WORK TO COMPLETE
• a. Please reproduce the methane pyrolysis passage between "There are a" and "scale of investment.", inclusive.
• b. Write the next part of the methane pyrolysis passage, starting right after its final sentence.

Methane Pyrolysis has been a topic of research interest since the 1960s. The non-catalytic decomposition of Methane needs high temperatures in the range of 1000 degrees to 1200 degrees Centigrade. When using catalysts, Methane decomposition can be achieved at temperatures well below 1000°C. However, Carbon deposits on the catalyst surface are a problem. Different combinations of metals in molten alloys and salts have been used as catalysts as well as heat sources, to mitigate the problem of Carbon deposits. For example, an alloy consisting of 27% Nickel and 73% Bismuth ensures 95% Methane conversion at 1065°C [13].

The reaction mechanism of Methane Pyrolysis is complex but overall, it can be simplified and represented as below :

CH4(gas)→ C(solid) + 2 H2(gas)

There are a few Methane Pyrolysis projects that are close to commercialization. Interestingly,  these employ significantly different processes to accomplish Methane Pyrolysis. These processes are :

  • Thermal Pyrolysis
  • Catalytic Pyrolysis
  • Gas Electrolysis (Plasmolysis)

Example Projects

Three Methane pyrolysis technologies are being pursued actively by many reputed companies and research institutions. However, in terms of progress towards commercialization, the market leaders appear to be BASF, Hazer and Graforce. The status of their ongoing projects is as follows:

Thermal Pyrolysis

BASF has conducted extensive pilot scale studies for several years on thermal Methane pyrolysis at a large pilot plant in Ludwigshafen. This plant extends across several floors of their technical centre, indicating a significant scale of investment.

The business case for BASF to invest in this project arises from their corporate commitments to decarbonize operations, as also the fact that they require large quantities of Hydrogen for their ongoing and future manufacturing operations. The Ludwigshafen site of BASF requires 250,000 TPA of Hydrogen for its operations, while the group’s overall global requirement is 1 million TPA [14].

The special feature of the BASF Methane Pyrolysis technology is an innovative reactor design, which employs a moving Carbon bed enabling a high degree of efficiency. According to BASF, about 10 MWh of electricity is needed to produce 1000 kg of pure Hydrogen at  temperature above 1000 degrees Centigrade.  In comparison the best electrolysis technologies produce only about 182 kgs of Hydrogen with 10 MWh electrolyser energy input. BASF have indicated that their technology will be commercialized by 2030.

Catalytic Decomposition

An Australian company, Hazer Group Inc., has developed a pyrolysis process that converts Methane feedstocks, into Hydrogen and synthetic Graphite, with the help of an Iron Ore catalyst [15].

ENTRIES PROVIDED
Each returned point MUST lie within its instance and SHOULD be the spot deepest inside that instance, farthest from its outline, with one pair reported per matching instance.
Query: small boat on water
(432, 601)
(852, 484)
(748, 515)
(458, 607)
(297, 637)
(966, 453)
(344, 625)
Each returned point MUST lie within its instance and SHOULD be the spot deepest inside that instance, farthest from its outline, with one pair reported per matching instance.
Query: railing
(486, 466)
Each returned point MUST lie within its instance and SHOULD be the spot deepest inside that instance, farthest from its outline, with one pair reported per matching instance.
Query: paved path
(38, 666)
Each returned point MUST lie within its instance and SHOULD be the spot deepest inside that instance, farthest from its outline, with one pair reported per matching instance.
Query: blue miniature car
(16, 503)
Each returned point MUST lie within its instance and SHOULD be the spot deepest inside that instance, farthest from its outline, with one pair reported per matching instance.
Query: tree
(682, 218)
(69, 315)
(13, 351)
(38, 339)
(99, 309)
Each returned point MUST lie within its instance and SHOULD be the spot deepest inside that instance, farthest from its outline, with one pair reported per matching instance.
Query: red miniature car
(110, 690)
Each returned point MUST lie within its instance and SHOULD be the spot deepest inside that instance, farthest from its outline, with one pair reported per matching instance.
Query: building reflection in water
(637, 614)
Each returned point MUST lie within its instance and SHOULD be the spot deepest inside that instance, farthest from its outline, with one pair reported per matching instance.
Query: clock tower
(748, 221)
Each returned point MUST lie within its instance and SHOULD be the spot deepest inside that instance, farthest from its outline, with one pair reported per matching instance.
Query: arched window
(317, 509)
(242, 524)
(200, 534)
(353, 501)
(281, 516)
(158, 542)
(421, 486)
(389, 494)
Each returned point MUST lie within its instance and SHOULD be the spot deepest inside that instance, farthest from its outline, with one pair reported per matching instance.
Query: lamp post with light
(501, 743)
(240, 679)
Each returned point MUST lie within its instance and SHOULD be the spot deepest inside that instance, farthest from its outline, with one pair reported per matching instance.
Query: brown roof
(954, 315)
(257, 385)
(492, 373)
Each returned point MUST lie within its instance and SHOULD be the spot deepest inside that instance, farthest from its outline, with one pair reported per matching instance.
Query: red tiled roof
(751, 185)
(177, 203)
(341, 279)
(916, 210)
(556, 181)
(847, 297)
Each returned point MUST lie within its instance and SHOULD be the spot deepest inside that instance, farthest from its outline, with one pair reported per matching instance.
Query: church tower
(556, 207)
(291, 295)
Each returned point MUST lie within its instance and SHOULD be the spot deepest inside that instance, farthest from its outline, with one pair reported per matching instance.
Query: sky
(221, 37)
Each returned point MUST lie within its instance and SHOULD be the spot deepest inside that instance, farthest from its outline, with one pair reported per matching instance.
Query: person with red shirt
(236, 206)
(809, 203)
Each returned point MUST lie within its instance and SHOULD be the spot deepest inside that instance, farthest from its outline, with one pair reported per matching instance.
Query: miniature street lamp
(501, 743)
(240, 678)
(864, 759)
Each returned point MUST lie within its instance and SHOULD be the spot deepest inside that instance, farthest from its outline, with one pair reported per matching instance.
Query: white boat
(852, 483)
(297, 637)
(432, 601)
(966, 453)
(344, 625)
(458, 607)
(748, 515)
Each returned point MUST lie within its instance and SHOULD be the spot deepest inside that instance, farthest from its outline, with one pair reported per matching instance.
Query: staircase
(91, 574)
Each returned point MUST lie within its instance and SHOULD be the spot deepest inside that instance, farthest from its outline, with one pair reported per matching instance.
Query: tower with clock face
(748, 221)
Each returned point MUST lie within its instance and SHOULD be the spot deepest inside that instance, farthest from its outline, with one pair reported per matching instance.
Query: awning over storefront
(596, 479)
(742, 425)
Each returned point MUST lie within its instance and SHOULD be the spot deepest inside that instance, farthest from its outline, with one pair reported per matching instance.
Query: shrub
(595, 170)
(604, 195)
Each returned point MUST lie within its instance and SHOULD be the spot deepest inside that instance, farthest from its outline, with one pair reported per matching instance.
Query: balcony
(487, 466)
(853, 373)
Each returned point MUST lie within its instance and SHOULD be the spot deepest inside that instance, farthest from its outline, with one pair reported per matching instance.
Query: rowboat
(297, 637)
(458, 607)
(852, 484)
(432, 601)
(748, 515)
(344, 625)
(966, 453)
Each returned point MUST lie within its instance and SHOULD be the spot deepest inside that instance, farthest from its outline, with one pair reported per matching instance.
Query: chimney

RESPONSES FOR EACH TASK
• a.
There are a few Methane Pyrolysis projects that are close to commercialization. Interestingly,  these employ significantly different processes to accomplish Methane Pyrolysis. These processes are :

  • Thermal Pyrolysis
  • Catalytic Pyrolysis
  • Gas Electrolysis (Plasmolysis)

Example Projects

Three Methane pyrolysis technologies are being pursued actively by many reputed companies and research institutions. However, in terms of progress towards commercialization, the market leaders appear to be BASF, Hazer and Graforce. The status of their ongoing projects is as follows:

Thermal Pyrolysis

BASF has conducted extensive pilot scale studies for several years on thermal Methane pyrolysis at a large pilot plant in Ludwigshafen. This plant extends across several floors of their technical centre, indicating a significant scale of investment.

• b.
The company is currently implementing a commercial demonstration plant with a Hydrogen production capacity of 100 TPA and 380 TPA of Graphite. The Hydrogen will be fuel-cell grade, targeted at the transportation sector. The project includes a fuel-cell power generation system, that will use some of the produced Hydrogen to generate renewable power required for operations. The facility is being constructed at Water Corporation’s Woodman Point wastewater treatment plant. The feedstock is Biogas from the treatment plant. The estimated cost of the project is AUD$23-25 million with financing of AUD$9.41 million from the Australian Renewable Energy Agency (ARENA).

Figure 7 shows the plant under construction.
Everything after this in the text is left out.